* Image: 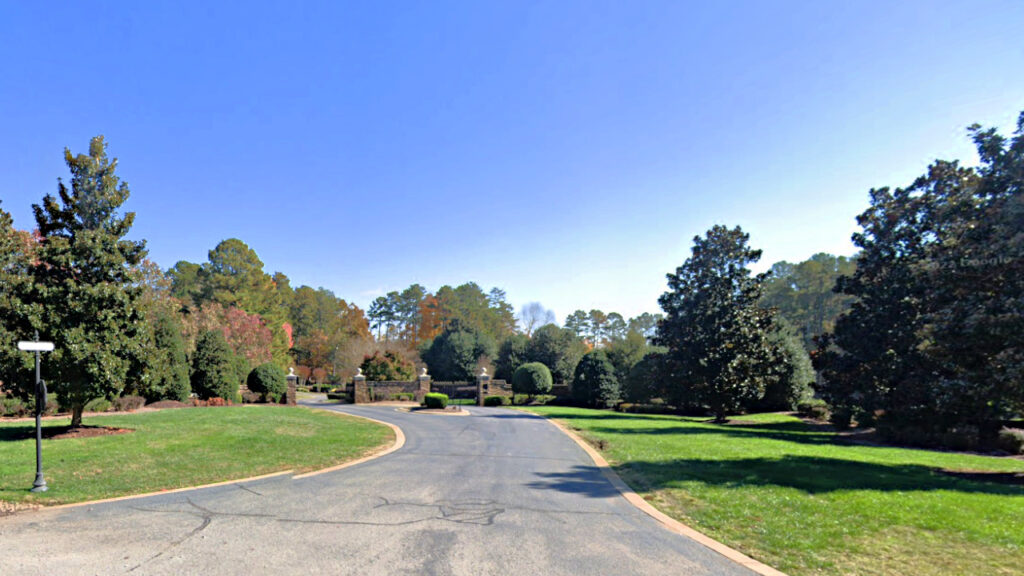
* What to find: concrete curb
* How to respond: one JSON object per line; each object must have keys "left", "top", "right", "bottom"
-.-.-
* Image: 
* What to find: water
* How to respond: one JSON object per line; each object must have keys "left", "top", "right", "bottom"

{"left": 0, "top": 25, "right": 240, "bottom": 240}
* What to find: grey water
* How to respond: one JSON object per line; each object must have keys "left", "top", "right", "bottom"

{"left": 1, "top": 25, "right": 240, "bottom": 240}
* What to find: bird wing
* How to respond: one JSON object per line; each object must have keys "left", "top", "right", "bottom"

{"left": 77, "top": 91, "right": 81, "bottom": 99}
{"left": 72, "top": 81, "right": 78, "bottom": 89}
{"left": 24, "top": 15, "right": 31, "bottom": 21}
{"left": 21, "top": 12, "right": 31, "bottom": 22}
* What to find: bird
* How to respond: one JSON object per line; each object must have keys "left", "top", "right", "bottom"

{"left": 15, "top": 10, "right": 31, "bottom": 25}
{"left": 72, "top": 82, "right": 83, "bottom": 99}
-.-.-
→ **Problem**
Return all lines from the material that contain "water".

→ **Result**
* What to find: water
* What to find: grey water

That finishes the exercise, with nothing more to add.